Selected excerpt
┏━━
This date, April 3, in 1942, Japanese forces began an assault on the United States and Filipino troops on the Bataan Peninsula.
And, same date, in 1946, Japanese Lt. General Masaharu Homma was executed in the Philippines for leading the Bataan Death March.
[Photo:
A burial detail of Filipino and prisoners of war uses improvised
litters to carry fallen comrades at Camp O'Donnell, Capas, Tarlac, 1942,
following the Bataan Death March.]
The Bataan Death March was the
forcible transfer by the Imperial Japanese Army of 60,000–80,000
Filipino and American prisoners of war from Saisaih Point, Bagac, Bataan
and Mariveles to Camp O'Donnell, Capas, Tarlac, via San Fernando,
Pampanga, where the prisoners were loaded onto trains. The transfer
began on April 9, 1942, after the three-month Battle of Bataan in the
Philippines during World War II.
The total distance marched from
Mariveles to San Fernando and from the Capas Train Station to Camp
O'Donnell is variously reported by differing sources as between 60 and
70 miles.
Differing sources also report widely differing prisoner
of war casualties prior to reaching Camp O'Donnell: from 5,000 to
18,000 Filipino deaths and 500 to 650 American deaths during the march.
The march was characterized by severe physical abuse and wanton
killings, and was later judged by an Allied military commission to be a
Japanese war crime.
Masaharu Homma (November 27, 1887 – April 3,
1946) was a lieutenant general in the Imperial Japanese Army during
World War II. Homma commanded the Japanese 14th Army which invaded the
Philippines and perpetrated the Bataan Death March. After the war, Homma
was convicted of war crimes relating to the actions of troops under his
direct command and executed by firing squad on April 3, 1946.
┗━━
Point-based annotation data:
┏━━
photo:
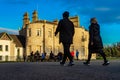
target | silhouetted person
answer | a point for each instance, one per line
(31, 56)
(52, 57)
(59, 56)
(66, 29)
(77, 54)
(95, 41)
┗━━
Set tasks
[1] List each distinct full calendar date (with month, day, and year) that appears in the Bataan Death March text, giving each only once.
[2] Continue the Bataan Death March text from its final sentence.

Responses
[1]
April 3, 1942
April 3, 1946
April 9, 1942
November 27, 1887

[2]
Homma
was born on Sado Island, in the Sea of Japan off Niigata Prefecture. He
graduated in the 14th class of the Imperial Japanese Army Academy in
1907, and in the 27th class of the Army Staff College in 1915. In 1917
he was attached to the East Lancashire Regiment, and in 1918 served with
the British Expeditionary Force in France, being awarded the Military
Cross.
From 1930 to 1932, Homma was again sent as a military
attaché to the United Kingdom, where his proficiency in the English
language was useful. He was also assigned to be part of the Japanese
delegation to the Geneva Disarmament Conference in 1932 and served with
the Press Section of the Army Ministry from 1932 to 1933.
In 1937,
Homma was appointed aide-de-camp to Prince Chichibu, a brother of
Emperor Shōwa. With him, he made a diplomatic tour in Europe which ended
in Germany. There he attended the Nuremberg rally and met Adolf Hitler,
with whom the prince tried to boost relations.
With the start of
the Second Sino-Japanese War, Homma was appointed commander of the IJA
27th Division in China from 1938 to 1940 and directed the blockade of
the foreign concessions in Tientsin, where he led the negotiations with
the British. After the fall of Nanking, he declared publicly that
"unless peace is achieved immediately it will be disastrous." He was
promoted to lieutenant general in July 1938.
With the start of the
Pacific War, Homma was named commander of the 43,110-man IJA 14th Army
and tasked with the invasion of the Philippines. He ordered his troops
to treat the Filipinos not as enemies but as friends, and respect their
customs and religion.
In one instance, on his approach to Manila,
Homma stopped his columns and ordered the men to clean up and tighten
formations, knowing that unkempt soldiers are more likely to loot and
rape.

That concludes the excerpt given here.